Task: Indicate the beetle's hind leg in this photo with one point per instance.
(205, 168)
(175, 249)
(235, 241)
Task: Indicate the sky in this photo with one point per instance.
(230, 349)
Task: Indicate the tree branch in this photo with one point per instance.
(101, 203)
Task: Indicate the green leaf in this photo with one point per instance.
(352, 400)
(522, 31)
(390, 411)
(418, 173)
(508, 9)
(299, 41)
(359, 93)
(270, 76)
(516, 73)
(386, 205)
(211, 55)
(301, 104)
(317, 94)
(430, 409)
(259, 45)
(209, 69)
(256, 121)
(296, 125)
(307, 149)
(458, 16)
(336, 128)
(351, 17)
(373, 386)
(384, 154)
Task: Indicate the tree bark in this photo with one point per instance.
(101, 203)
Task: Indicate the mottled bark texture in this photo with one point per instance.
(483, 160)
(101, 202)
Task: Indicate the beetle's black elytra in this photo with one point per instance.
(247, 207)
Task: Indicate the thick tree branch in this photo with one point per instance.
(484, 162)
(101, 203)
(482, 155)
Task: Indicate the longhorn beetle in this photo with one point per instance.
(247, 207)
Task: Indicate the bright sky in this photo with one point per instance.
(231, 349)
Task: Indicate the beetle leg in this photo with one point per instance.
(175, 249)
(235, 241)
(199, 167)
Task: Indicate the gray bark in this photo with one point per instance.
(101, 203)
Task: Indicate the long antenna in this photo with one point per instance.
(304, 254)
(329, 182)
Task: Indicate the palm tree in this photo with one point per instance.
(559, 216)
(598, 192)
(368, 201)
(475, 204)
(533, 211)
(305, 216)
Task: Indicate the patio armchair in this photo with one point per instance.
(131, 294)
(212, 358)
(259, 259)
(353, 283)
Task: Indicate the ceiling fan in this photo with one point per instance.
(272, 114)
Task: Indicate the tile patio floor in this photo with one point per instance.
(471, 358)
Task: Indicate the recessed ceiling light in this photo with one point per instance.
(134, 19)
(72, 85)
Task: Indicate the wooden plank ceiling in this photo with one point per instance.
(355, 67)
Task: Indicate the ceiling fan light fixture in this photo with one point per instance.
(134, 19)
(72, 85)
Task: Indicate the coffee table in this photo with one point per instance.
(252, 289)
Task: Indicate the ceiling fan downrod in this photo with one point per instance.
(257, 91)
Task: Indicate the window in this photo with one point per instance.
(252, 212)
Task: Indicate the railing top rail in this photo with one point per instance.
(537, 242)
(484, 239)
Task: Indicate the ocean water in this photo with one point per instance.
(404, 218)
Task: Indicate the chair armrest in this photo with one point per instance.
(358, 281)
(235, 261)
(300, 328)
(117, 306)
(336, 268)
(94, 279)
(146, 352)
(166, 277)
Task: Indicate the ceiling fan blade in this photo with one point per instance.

WORK REQUIRED: Your task is to retype all the records above with nothing left out.

RESPONSE FOR THIS EXERCISE:
Task: Indicate the beetle's hind leg in this photo with one point per instance.
(205, 168)
(175, 249)
(235, 241)
Task: Indicate the sky in this photo with one point per instance.
(230, 349)
Task: Indicate the tree branch in this photo with one point per instance.
(101, 203)
Task: Indicate the green leaf in this photo with one point per instance.
(352, 400)
(522, 31)
(390, 411)
(418, 173)
(508, 9)
(299, 41)
(359, 93)
(270, 76)
(516, 73)
(386, 205)
(211, 55)
(301, 104)
(317, 94)
(430, 409)
(259, 45)
(209, 69)
(256, 121)
(296, 125)
(307, 149)
(458, 16)
(336, 128)
(351, 17)
(373, 386)
(384, 154)
Task: Indicate the tree bark in this photo with one point per instance.
(101, 203)
Task: Indicate the mottled bark texture in this photo with one point per instance.
(483, 160)
(101, 202)
Task: Indicate the beetle's black elytra in this photo with one point per instance.
(247, 207)
Task: Indicate the thick tree branch in this photo with one point per instance.
(484, 162)
(101, 203)
(482, 155)
Task: Indicate the longhorn beetle in this photo with one point per instance.
(247, 207)
Task: Indicate the bright sky in this photo with one point per instance.
(231, 349)
Task: Indicate the beetle leg in this photo with one point per instance.
(175, 249)
(235, 241)
(199, 167)
Task: Indicate the gray bark in this photo with one point per instance.
(101, 203)
Task: Indicate the long antenna in this photo with one point per instance.
(304, 254)
(329, 182)
Task: Indicate the palm tree in this photo with one point per instance.
(559, 216)
(598, 192)
(368, 201)
(475, 204)
(533, 211)
(305, 216)
Task: Indicate the patio armchair in this photo with one point per instance.
(131, 294)
(212, 358)
(259, 259)
(353, 283)
Task: Indicate the ceiling fan in this photo with one point per instance.
(272, 114)
Task: Indicate the tile patio floor in this photo with one point per instance.
(471, 358)
Task: Indicate the recessed ceiling light in this photo with one point per instance.
(134, 19)
(72, 85)
Task: Indicate the wooden plank ceiling in this photo with one point per instance.
(355, 67)
Task: Indicate the ceiling fan light fixture in this photo with one point per instance.
(134, 19)
(72, 85)
Task: Indicate the coffee table in this photo with one point per instance.
(252, 289)
Task: Indicate the ceiling fan downrod in this photo with one point per instance.
(257, 91)
Task: Indicate the window in this photo with one point per instance.
(252, 212)
Task: Indicate the railing top rail in this photo with one point per instance.
(537, 242)
(484, 239)
Task: Indicate the ocean water in this photo with one point per instance.
(404, 218)
Task: Indicate the chair armrest in this photo with one point per instance.
(358, 281)
(235, 261)
(300, 328)
(117, 306)
(336, 268)
(94, 279)
(146, 352)
(166, 277)
Task: Indicate the ceiling fan blade in this photo with one point per instance.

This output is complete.